» PASSAGE FOR REVIEW
========================================================================
The best baseball training routines involve short, explosive movement patterns with periods of rest in between. Writing for the New England Musculoskeletal Institute, licensed athletic trainer Chris Blake points out that baseball training means twisting, lunging, and pushing. Players twist when they swing a bat and throw a ball, and lunge to push the ball forward. Strength training and conditioning is achieved with exercise routines that mimic those movements.
Training for throwing athletes involves building up strength in one area first, and then incorporating it into a complete workout routine. Blake states that baseball athletes tend to have tight pectorals and weak backs. The routine used at the Health Institute involves three back exercises for each chest exercise. Strong backs help throwing athletes decelerate the shoulder and arm after ball release. The training program contains flexibility, balance, coordination and aerobic conditioning. Areas to build up first include the hip, back and abdomen. These areas are then integrated with exercises that mimic throwing. Blake uses a workout routine that is spread out over two days.
Begin the first day with 3 or 4 sets of high rows, completing 15 to 25 repetitions. Follow that with mid-level rows, completing 3 to 4 sets and 15 to 25 reps. Continue with the same number of low rows, completing 10 to 15 reps. Shoulder work follows with 4 sets of 10 reps of shoulder lateral raises, full can and front raises. Trunk bends are next with 3 or 4 sets of 10 reps. Move to trunk bends with rotations for the same number of sets and 15 to 20 reps for each side. Finish up with hip ball against the wall, 4 sets of 20 to 30 reps. The second day routine includes shoulder Swiss ball L’s, T’s, Y’s and I’s, 4 sets of each and 10 reps. Cable wood chops high to low, and mid-level, 3 to 4 sets each and 10 to 15 reps. Notice how the exercises help build out the chest while strengthening the back.
========================================================================
» SUPPLIED DATA
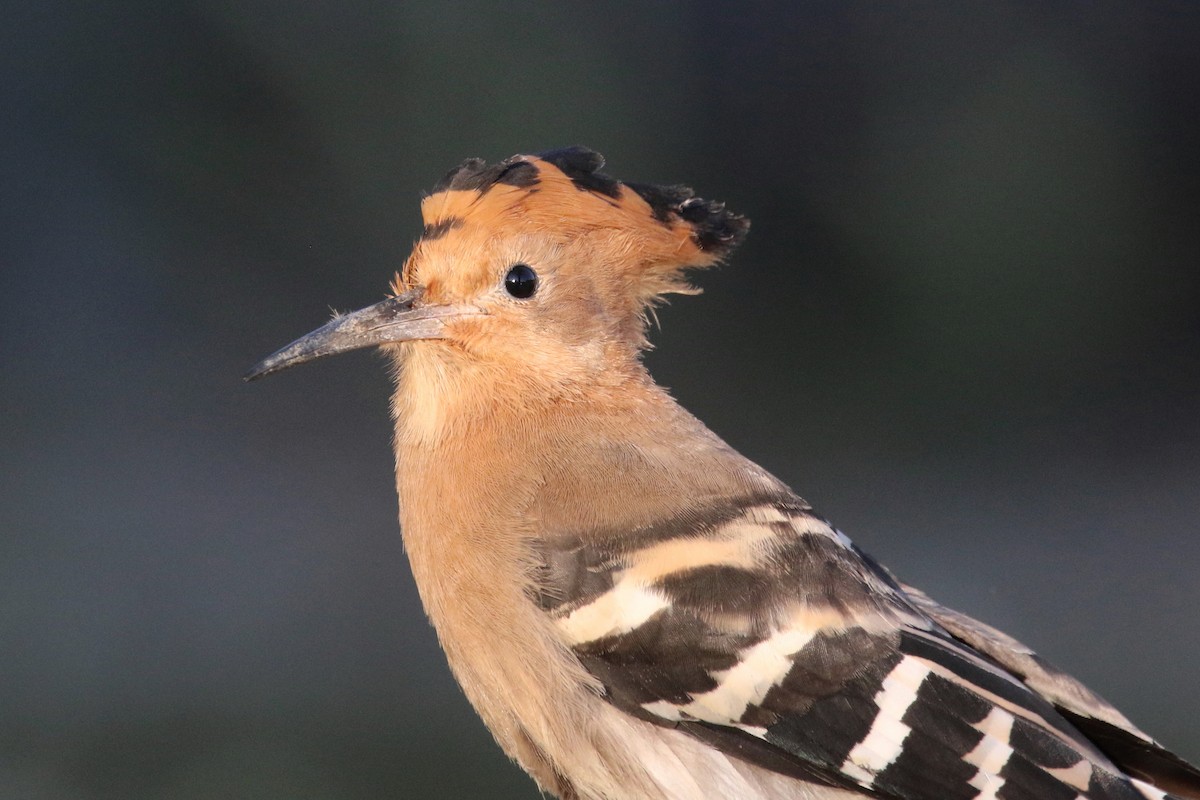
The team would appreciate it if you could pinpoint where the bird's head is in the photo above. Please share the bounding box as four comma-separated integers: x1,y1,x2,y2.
247,148,749,398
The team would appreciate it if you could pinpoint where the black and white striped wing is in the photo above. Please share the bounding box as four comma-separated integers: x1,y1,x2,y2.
539,497,1200,800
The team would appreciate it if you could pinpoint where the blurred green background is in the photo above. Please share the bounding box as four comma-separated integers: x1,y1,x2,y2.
0,0,1200,800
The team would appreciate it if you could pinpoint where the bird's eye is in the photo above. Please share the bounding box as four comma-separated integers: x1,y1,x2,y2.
504,264,538,300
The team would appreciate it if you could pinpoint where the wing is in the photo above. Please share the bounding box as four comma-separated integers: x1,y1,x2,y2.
538,494,1194,800
904,585,1200,800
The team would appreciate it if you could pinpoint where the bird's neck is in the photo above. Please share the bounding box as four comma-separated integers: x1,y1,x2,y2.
394,348,786,786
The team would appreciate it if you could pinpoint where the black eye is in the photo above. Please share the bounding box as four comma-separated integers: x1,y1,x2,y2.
504,264,538,300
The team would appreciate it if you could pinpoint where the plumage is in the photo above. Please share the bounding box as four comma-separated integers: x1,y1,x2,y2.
252,148,1200,800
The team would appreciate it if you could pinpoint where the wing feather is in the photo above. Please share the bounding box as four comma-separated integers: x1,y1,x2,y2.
535,495,1200,800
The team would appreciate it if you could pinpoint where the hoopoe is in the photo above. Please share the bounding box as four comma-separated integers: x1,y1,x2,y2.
247,148,1200,800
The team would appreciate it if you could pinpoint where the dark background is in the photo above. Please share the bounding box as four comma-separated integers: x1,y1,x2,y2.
0,0,1200,800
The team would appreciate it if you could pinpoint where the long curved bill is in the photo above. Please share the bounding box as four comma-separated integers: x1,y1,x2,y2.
242,288,482,380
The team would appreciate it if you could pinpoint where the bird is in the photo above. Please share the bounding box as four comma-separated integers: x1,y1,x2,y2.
246,146,1200,800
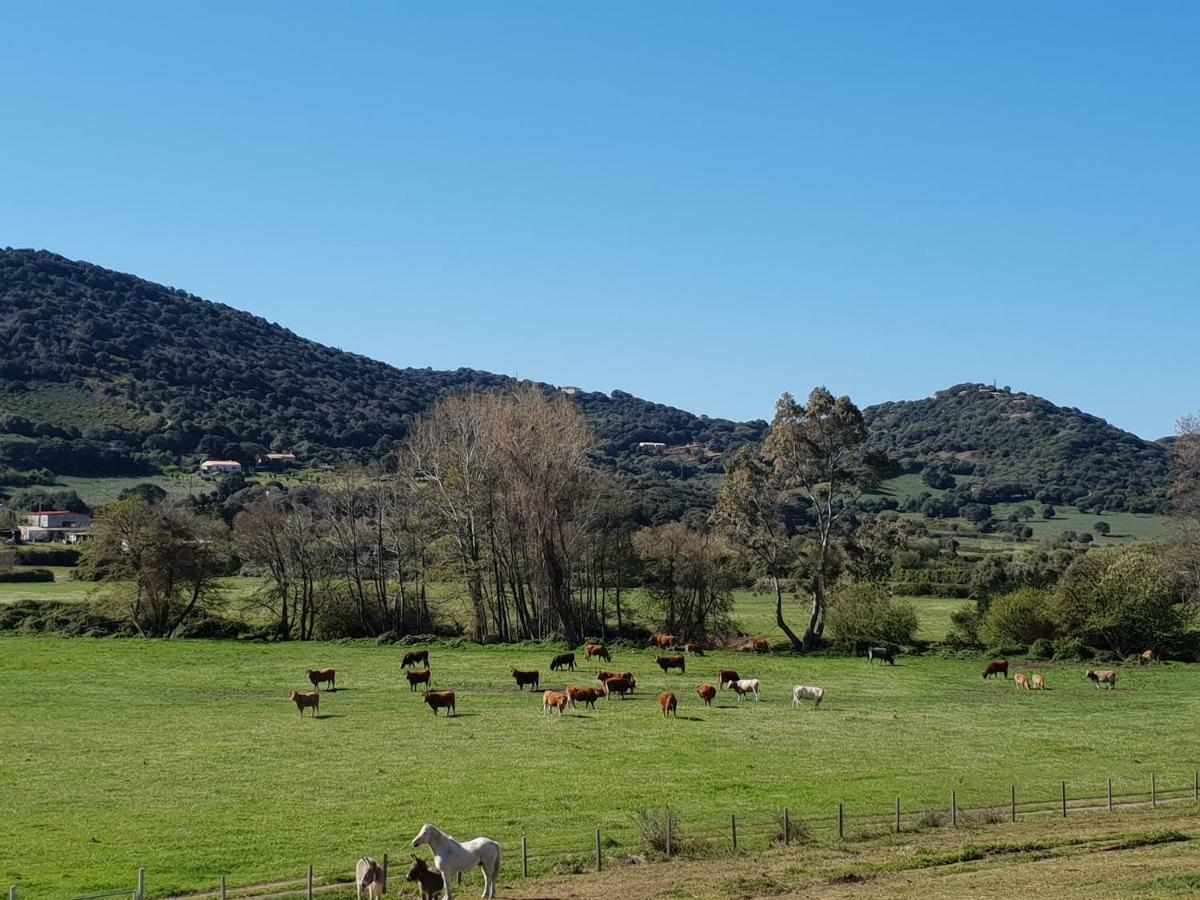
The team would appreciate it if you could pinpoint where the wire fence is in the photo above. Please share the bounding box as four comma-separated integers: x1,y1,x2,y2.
8,770,1200,900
========================================================================
» EXERCISE
Copy out the baseball training passage above word for word, from its first sentence to its last.

» ANSWER FOR THIS EXERCISE
The best baseball training routines involve short, explosive movement patterns with periods of rest in between. Writing for the New England Musculoskeletal Institute, licensed athletic trainer Chris Blake points out that baseball training means twisting, lunging, and pushing. Players twist when they swing a bat and throw a ball, and lunge to push the ball forward. Strength training and conditioning is achieved with exercise routines that mimic those movements.
Training for throwing athletes involves building up strength in one area first, and then incorporating it into a complete workout routine. Blake states that baseball athletes tend to have tight pectorals and weak backs. The routine used at the Health Institute involves three back exercises for each chest exercise. Strong backs help throwing athletes decelerate the shoulder and arm after ball release. The training program contains flexibility, balance, coordination and aerobic conditioning. Areas to build up first include the hip, back and abdomen. These areas are then integrated with exercises that mimic throwing. Blake uses a workout routine that is spread out over two days.
Begin the first day with 3 or 4 sets of high rows, completing 15 to 25 repetitions. Follow that with mid-level rows, completing 3 to 4 sets and 15 to 25 reps. Continue with the same number of low rows, completing 10 to 15 reps. Shoulder work follows with 4 sets of 10 reps of shoulder lateral raises, full can and front raises. Trunk bends are next with 3 or 4 sets of 10 reps. Move to trunk bends with rotations for the same number of sets and 15 to 20 reps for each side. Finish up with hip ball against the wall, 4 sets of 20 to 30 reps. The second day routine includes shoulder Swiss ball L’s, T’s, Y’s and I’s, 4 sets of each and 10 reps. Cable wood chops high to low, and mid-level, 3 to 4 sets each and 10 to 15 reps. Notice how the exercises help build out the chest while strengthening the back.